▶ [What is asked]:
From the line containing "Reviewer note: confirm that each instance of the handrail" through the last line of the entries below, repeat each line word for word and leave out the rest.

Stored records
▼▼▼
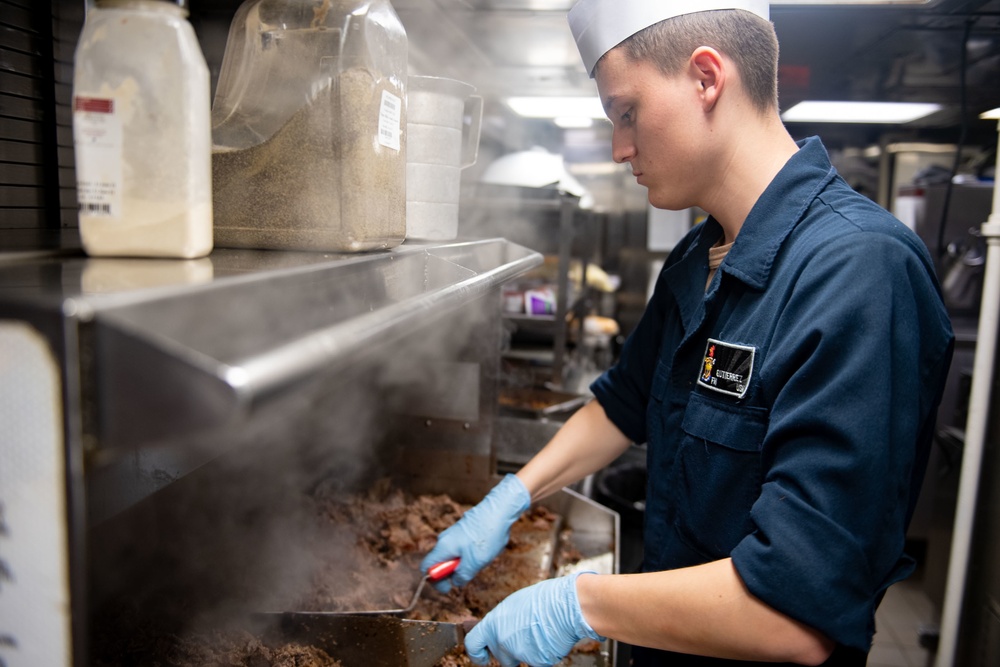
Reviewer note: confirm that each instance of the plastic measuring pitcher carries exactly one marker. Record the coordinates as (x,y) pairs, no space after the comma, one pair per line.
(439,145)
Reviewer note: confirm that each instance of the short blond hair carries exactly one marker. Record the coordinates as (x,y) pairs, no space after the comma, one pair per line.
(746,38)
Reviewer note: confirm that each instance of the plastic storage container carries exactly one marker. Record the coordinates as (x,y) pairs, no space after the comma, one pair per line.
(440,146)
(308,127)
(142,132)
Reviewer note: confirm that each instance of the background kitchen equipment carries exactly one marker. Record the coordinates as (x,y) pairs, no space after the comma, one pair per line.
(439,146)
(141,132)
(308,127)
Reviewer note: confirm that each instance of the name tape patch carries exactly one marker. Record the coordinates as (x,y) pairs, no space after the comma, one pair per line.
(727,367)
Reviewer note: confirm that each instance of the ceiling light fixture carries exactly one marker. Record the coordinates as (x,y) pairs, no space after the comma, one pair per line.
(858,112)
(574,122)
(556,107)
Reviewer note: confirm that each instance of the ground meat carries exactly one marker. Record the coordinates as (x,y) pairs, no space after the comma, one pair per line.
(367,553)
(394,531)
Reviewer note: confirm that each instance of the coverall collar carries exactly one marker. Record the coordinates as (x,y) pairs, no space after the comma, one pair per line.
(767,226)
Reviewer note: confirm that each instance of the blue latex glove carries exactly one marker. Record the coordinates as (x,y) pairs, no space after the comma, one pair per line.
(482,532)
(537,625)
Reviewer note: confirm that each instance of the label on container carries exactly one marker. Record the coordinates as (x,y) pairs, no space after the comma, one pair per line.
(389,116)
(97,140)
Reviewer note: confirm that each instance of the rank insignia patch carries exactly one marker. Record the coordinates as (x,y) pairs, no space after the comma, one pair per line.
(727,368)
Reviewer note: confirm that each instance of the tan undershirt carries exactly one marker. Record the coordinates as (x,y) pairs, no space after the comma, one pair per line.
(716,254)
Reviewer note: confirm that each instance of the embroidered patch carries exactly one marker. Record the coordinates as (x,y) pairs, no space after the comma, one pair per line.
(727,368)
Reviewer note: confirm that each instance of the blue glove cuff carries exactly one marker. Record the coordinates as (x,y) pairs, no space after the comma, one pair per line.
(512,494)
(582,627)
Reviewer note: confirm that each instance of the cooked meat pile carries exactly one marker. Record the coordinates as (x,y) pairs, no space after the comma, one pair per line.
(394,531)
(380,538)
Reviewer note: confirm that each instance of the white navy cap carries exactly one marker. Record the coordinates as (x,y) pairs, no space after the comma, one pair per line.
(600,25)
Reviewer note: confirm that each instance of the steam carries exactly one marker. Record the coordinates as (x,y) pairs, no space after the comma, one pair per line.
(241,534)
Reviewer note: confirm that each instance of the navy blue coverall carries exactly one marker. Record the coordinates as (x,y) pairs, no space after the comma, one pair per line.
(788,409)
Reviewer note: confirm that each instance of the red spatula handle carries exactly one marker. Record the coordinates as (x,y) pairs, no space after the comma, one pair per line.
(442,569)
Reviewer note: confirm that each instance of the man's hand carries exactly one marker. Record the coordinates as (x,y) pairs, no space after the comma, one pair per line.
(537,625)
(481,534)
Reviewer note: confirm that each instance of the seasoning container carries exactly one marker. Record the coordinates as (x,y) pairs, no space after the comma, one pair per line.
(142,132)
(308,127)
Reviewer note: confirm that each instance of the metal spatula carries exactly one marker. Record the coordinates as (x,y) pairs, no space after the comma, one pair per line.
(435,573)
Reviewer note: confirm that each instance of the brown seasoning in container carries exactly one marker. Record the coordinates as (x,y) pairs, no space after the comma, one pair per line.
(321,182)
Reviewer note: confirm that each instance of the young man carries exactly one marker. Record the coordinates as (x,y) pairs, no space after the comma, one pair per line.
(785,376)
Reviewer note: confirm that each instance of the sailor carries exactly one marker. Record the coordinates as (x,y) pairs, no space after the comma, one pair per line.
(784,376)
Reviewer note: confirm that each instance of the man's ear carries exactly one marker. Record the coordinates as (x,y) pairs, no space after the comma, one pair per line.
(710,73)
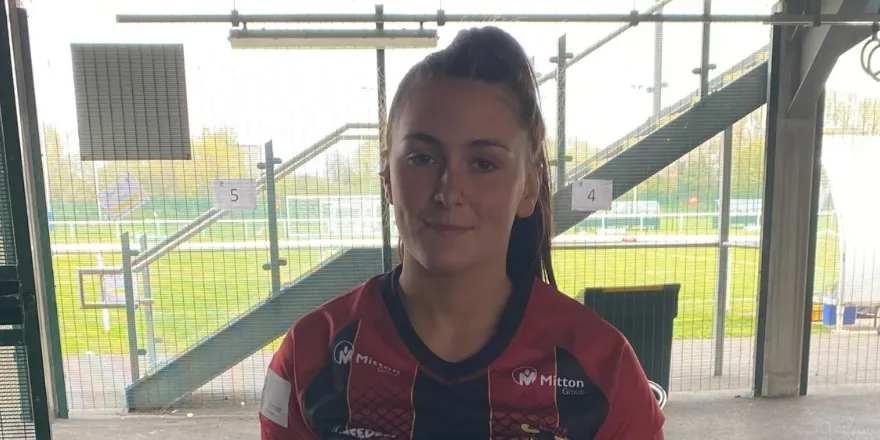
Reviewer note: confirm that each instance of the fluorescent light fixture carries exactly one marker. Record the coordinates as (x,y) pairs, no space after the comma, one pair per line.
(332,38)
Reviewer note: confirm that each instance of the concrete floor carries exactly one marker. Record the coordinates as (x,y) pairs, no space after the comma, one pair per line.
(841,412)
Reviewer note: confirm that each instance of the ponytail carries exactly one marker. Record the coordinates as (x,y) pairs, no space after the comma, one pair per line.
(492,56)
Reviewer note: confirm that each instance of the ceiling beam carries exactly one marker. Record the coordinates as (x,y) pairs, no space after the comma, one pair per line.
(821,47)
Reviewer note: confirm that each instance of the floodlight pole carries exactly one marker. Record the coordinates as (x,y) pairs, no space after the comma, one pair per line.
(383,127)
(561,60)
(130,318)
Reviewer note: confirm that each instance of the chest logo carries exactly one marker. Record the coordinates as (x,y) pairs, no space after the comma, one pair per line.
(343,352)
(524,376)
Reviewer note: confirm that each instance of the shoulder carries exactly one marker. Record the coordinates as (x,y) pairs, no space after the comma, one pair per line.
(323,323)
(600,349)
(576,326)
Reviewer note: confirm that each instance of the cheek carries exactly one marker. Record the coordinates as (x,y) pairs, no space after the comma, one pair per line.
(497,202)
(411,186)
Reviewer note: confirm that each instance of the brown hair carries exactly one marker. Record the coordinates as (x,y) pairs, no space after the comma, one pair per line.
(493,56)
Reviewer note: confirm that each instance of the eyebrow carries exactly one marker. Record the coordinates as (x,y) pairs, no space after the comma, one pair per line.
(436,142)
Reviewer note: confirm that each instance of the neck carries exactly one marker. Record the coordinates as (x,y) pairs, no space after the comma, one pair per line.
(463,300)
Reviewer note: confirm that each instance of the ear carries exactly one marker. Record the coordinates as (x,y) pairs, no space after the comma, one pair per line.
(531,190)
(385,175)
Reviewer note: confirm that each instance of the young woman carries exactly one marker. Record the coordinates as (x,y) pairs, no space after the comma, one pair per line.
(468,338)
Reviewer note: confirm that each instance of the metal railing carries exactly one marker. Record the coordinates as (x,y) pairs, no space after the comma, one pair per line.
(669,113)
(212,215)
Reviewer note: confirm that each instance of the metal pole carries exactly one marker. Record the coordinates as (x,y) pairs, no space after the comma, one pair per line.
(130,318)
(275,261)
(704,58)
(441,18)
(657,7)
(42,213)
(31,382)
(148,309)
(721,292)
(657,90)
(561,60)
(812,243)
(383,127)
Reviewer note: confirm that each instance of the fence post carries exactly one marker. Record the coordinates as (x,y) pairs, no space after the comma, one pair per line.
(275,261)
(128,282)
(382,101)
(148,309)
(721,291)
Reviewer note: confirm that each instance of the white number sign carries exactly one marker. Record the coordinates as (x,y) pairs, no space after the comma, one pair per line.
(235,194)
(591,195)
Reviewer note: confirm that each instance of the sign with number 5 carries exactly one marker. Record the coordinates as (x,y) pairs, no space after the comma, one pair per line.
(235,194)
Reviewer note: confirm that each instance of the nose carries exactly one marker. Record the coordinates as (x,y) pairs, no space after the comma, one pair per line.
(450,186)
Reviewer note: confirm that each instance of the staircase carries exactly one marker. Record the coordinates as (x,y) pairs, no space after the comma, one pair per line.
(644,152)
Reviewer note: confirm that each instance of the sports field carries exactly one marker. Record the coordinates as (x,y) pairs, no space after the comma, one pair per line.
(197,292)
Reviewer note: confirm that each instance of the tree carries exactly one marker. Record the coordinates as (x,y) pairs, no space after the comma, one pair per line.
(68,179)
(215,155)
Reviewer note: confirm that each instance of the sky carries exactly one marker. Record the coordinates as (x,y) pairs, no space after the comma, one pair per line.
(295,97)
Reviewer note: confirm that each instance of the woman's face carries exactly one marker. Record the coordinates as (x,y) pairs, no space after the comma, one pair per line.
(458,174)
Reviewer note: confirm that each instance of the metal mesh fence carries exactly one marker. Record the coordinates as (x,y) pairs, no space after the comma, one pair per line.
(16,416)
(190,310)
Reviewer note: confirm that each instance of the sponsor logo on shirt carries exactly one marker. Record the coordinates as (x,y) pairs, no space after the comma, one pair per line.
(343,354)
(545,431)
(525,376)
(360,432)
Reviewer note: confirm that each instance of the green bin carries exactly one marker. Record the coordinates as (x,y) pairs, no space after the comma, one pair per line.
(645,315)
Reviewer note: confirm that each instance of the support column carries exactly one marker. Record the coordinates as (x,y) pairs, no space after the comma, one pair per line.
(791,171)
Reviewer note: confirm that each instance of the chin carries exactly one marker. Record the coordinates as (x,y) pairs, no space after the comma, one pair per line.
(442,261)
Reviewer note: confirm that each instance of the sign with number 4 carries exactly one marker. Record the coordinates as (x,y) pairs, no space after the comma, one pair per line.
(235,194)
(591,195)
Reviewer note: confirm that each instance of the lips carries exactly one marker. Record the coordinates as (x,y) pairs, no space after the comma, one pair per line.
(449,228)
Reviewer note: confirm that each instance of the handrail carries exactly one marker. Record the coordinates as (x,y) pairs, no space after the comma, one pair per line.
(210,216)
(725,78)
(603,41)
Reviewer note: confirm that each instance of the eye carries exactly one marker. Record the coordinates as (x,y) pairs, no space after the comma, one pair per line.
(484,165)
(421,159)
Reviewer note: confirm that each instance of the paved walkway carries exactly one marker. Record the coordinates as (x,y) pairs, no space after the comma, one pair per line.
▲▲▲
▶ [Answer to this problem]:
Reviewer note: confirm that each instance of the handrail carries exactly one marker. Record the coordinates as (x,y) pairs, no space after the comma, one pair per line.
(210,216)
(725,78)
(603,41)
Reviewer note: confirm that each instance of the eye carries exactly one marker. Record the coordinates as (x,y) pairs, no space after the comma, one pair per line.
(484,165)
(421,159)
Reviewer note: confirm that each instance of the paved walkway carries exactly one marker. Record the coordinates as (x,y) pairs, no space after the comma, one pair per line.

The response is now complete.